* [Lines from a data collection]

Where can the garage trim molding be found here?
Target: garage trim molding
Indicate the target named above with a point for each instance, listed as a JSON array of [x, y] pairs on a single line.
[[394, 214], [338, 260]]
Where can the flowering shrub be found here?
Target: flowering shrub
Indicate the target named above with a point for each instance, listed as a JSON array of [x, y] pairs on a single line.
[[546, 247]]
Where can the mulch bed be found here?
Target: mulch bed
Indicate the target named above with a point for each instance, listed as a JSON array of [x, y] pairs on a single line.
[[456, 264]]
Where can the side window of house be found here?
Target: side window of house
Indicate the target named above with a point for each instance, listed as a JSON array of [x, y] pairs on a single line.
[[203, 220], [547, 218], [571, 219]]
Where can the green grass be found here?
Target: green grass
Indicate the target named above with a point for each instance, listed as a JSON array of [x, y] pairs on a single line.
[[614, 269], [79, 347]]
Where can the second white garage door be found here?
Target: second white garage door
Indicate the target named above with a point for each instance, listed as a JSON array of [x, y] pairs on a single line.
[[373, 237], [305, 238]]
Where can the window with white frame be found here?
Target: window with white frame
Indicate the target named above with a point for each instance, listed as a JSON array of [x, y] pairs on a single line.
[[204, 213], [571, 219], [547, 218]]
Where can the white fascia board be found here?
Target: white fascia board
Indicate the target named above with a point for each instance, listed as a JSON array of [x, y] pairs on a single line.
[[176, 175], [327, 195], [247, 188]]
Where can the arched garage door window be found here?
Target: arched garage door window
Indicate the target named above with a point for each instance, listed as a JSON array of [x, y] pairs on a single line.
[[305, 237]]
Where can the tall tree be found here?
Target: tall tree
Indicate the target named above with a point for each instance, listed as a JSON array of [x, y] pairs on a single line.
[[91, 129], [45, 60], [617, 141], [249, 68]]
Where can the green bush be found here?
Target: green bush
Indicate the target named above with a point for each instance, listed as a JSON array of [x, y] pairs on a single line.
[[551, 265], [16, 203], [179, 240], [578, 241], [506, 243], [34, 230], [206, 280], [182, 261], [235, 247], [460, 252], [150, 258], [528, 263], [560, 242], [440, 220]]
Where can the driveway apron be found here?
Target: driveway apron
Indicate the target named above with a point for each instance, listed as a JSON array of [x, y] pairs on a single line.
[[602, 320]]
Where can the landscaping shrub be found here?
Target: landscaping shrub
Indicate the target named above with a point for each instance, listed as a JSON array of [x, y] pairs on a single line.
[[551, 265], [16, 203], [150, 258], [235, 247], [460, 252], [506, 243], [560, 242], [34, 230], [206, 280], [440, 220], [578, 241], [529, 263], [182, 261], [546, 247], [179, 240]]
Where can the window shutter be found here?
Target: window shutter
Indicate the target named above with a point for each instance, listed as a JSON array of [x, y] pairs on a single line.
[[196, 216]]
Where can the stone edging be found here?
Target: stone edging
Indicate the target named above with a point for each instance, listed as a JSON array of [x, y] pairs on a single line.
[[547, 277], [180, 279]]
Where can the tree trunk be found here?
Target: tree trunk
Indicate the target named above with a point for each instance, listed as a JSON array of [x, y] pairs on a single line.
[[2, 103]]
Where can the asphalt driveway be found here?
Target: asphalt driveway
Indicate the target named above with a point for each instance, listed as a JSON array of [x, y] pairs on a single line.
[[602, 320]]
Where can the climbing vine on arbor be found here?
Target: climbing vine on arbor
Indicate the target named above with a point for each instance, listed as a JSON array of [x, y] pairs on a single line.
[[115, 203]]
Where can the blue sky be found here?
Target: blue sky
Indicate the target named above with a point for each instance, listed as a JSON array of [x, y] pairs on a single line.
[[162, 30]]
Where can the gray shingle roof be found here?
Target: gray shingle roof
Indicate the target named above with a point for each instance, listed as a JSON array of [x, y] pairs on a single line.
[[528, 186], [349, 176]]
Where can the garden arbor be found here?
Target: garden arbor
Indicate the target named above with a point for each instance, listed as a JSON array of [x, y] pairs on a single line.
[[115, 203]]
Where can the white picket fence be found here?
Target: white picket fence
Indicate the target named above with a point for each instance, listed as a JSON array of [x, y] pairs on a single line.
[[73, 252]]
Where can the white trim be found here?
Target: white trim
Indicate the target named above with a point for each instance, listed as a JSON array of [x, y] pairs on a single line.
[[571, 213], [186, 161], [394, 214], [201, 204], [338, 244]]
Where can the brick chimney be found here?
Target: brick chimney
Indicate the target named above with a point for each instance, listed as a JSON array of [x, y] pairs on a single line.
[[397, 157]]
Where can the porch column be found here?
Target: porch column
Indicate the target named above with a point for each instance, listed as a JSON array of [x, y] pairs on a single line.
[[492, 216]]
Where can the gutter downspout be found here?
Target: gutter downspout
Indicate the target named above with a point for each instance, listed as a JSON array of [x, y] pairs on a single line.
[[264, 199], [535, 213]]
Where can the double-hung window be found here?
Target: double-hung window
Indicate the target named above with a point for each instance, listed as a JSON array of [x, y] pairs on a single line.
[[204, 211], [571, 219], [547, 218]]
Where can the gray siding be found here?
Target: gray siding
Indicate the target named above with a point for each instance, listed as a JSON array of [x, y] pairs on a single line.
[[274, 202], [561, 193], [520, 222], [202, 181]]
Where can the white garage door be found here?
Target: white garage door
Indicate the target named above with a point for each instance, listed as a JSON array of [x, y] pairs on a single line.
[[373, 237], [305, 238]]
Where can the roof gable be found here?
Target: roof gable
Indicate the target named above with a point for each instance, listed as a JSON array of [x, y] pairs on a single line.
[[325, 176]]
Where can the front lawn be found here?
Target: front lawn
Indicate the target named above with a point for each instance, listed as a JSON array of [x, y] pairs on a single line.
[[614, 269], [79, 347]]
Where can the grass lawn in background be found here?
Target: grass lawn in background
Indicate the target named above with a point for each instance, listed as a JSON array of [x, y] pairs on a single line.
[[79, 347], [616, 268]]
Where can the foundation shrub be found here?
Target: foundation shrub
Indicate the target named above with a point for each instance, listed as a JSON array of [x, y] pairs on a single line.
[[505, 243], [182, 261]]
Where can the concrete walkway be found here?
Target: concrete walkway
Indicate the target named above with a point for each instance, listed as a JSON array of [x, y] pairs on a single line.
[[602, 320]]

* [REQUEST] Edit every line above, changing each occurrence of "mulch bed" to "wood chip bed" and leaving all other text untouched.

* [RESPONSE TO THE TASK]
Where can the garage trim molding be found here?
Target: garage trim molding
Indicate the target named above with a point for each instance, listed as a JSON array of [x, y] pairs on a single line.
[[394, 214], [338, 260]]
Where can the flowering shrub be found here?
Target: flowering shrub
Indicate the target named above with a point for each instance, listed as a JSON array of [x, y] pairs on a single line.
[[546, 247]]
Where can the wood chip bed be found here?
Target: wood chip bed
Indicate the target named above with a point for each instance, listed as a JSON array of [x, y] pairs on a single line.
[[456, 264]]
Where can the side window of house be found here?
Target: side window of house
Indicate the target named above with a point for each instance, listed as a JSON array of [x, y] pairs on a single line.
[[203, 220], [547, 218], [571, 219]]
Where can the green grass be found here?
Target: green grass
Indicate the target named above with a point for each instance, listed as a JSON array of [x, y] pairs on a single line.
[[614, 269], [79, 347]]
Where can the second white garage door be found here?
Target: second white garage door
Indicate the target named above with a point for each instance, listed as a JSON array of [x, y] pairs on a single line.
[[373, 237], [305, 238]]
Where can the window with white frame be found here?
Target: window with white frame
Indicate the target named above with a point for each instance, listed as a JSON array of [x, y] pairs on a single line.
[[204, 213], [571, 219], [547, 218]]
Where can the white fascia board be found here?
Target: white fascia board
Indicate the target named above with a point for each instance, listed as a JSON array of [x, y] pairs on a single line.
[[176, 175], [327, 195], [247, 188]]
Where can the arched garage door window be found here?
Target: arched garage door window
Indicate the target named above with a point for each instance, listed as a JSON array of [x, y] pairs on a single line.
[[305, 237]]
Where can the tall tree be found here?
Target: tall tree
Indicate the target named above with a point for each instance, listed as a JSON array of [x, y] pairs on a single line.
[[91, 129], [45, 60], [617, 141], [249, 68]]
Where can the green bush be found here?
Target: green bush
Indicate the target named above with a point for each instance, listed as a JSON array of [x, y] pairs on a single line.
[[551, 265], [16, 203], [179, 240], [578, 241], [506, 243], [34, 230], [206, 280], [182, 261], [235, 247], [460, 252], [150, 258], [528, 263], [560, 242], [440, 220]]
Where can the driveway apron be found here?
Target: driveway apron
Indicate the target named above with a point for each instance, listed as a JSON array of [x, y] pairs on a single line.
[[602, 320]]
Where can the landscaping shrub be found here?
Target: landscaping shrub
Indicate the target named above with a point for each instance, listed as a JSON array of [x, y] pairs on a single line.
[[551, 265], [16, 203], [150, 258], [235, 247], [460, 252], [506, 243], [560, 242], [34, 230], [206, 280], [440, 220], [578, 241], [529, 263], [182, 261], [546, 247], [179, 240]]
Where can the window shutter be found here?
Target: window shutter
Indicate the target named above with a point for each instance, listed as a JSON array of [x, y] pairs on a single line.
[[196, 216]]
Where can the stone edging be found here?
Target: stone edging
Indicate the target named above with a point for each instance, listed as a JSON array of [x, y] pairs on a single line.
[[547, 277], [180, 279]]
Where can the tree trunk be found here?
Target: tree trunk
Indicate the target named above with a point for each instance, listed as a JSON array of [x, y] pairs on a single line.
[[2, 103]]
Where can the asphalt driveway be found here?
Target: asphalt driveway
Indicate the target named above with a point for each instance, listed as a JSON array of [x, y] pairs on a single line.
[[602, 320]]
Where can the climbing vine on arbor be found here?
Target: climbing vine on arbor
Indicate the target named above with a point for each instance, listed as a JSON array of [x, y] pairs on a single line.
[[115, 203]]
Where can the blue sky be found here?
Target: blue sky
Indicate the target named above with a point for each instance, listed as a JSON array of [x, y] pairs on a single line.
[[162, 30]]
Where can the gray shingle roof be found here?
Target: gray shingle roof
Indicate the target named above with a point for each instance, listed as a JSON array of [x, y] pairs on a single line.
[[528, 186], [349, 176]]
Where can the garden arbor be found here?
Target: garden arbor
Indicate the target named above with a point for each instance, listed as a JSON array of [x, y] pairs on a single line.
[[115, 203]]
Where can the white picket fence be found here?
Target: white picket fence
Indicate the target named above with a point for each instance, listed as a JSON array of [x, y] pairs on a single line.
[[73, 252]]
Where can the white trim be found here?
Target: white trim
Indicate the target named above with a point for each instance, listed as a JSON array of [x, y] pairs on a single line.
[[571, 213], [186, 161], [394, 214], [201, 204], [338, 244]]
Where can the brick chimney be found here?
Target: brick chimney
Indicate the target named above with a point for each instance, listed as a JSON array of [x, y] pairs on a single line.
[[397, 157]]
Where can the porch column be found here?
Target: porch column
Indicate the target named above with a point for each instance, listed as a JSON array of [x, y] pairs on a single line.
[[492, 216]]
Where can the gutter downspout be found here?
Target: gutter downspout
Indicate the target named above with a point for each instance, listed as a JSON array of [x, y] pairs on a single line.
[[264, 199], [535, 213]]
Where can the double-hung window be found here?
Target: double-hung window
Indicate the target named above with a point for each instance, listed as a JSON array of [x, y] pairs on a single line.
[[204, 211], [571, 219], [547, 218]]
Where can the gray siding be found here?
Target: gray siding
Indicate the target named above with a point for each instance, listed as a JSON array of [x, y] pairs on a single line.
[[274, 202], [561, 193], [520, 222], [202, 181]]
Where can the white garage door be found here?
Target: white garage door
Indicate the target named above with a point for each instance, listed as a JSON array of [x, y] pairs on a single line.
[[373, 237], [305, 238]]
Where can the roof gable be found here?
Target: roof gable
Indicate the target named above with a point for each instance, listed as a JSON array of [x, y] pairs on a single line.
[[325, 176]]
Where can the front lawn be found here?
Target: front lawn
Indicate the target named above with a point for each instance, listed as a JSON array of [x, y] pairs on a single line.
[[614, 269], [79, 347]]
Where can the grass lawn in background be found here?
Target: grass lawn in background
Indicate the target named above with a point for each instance, listed as a JSON array of [x, y] pairs on a single line.
[[79, 347], [616, 268]]
Where can the foundation shrub be found here?
Target: foundation shrub
Indicate the target named above with a point for each instance, listed as a JSON array of [x, y] pairs on a single line.
[[505, 243], [182, 261]]
Where can the concrete walkway be found here?
Target: concrete walkway
Indicate the target named above with a point for each instance, listed as a JSON array of [x, y] pairs on a single line.
[[602, 320]]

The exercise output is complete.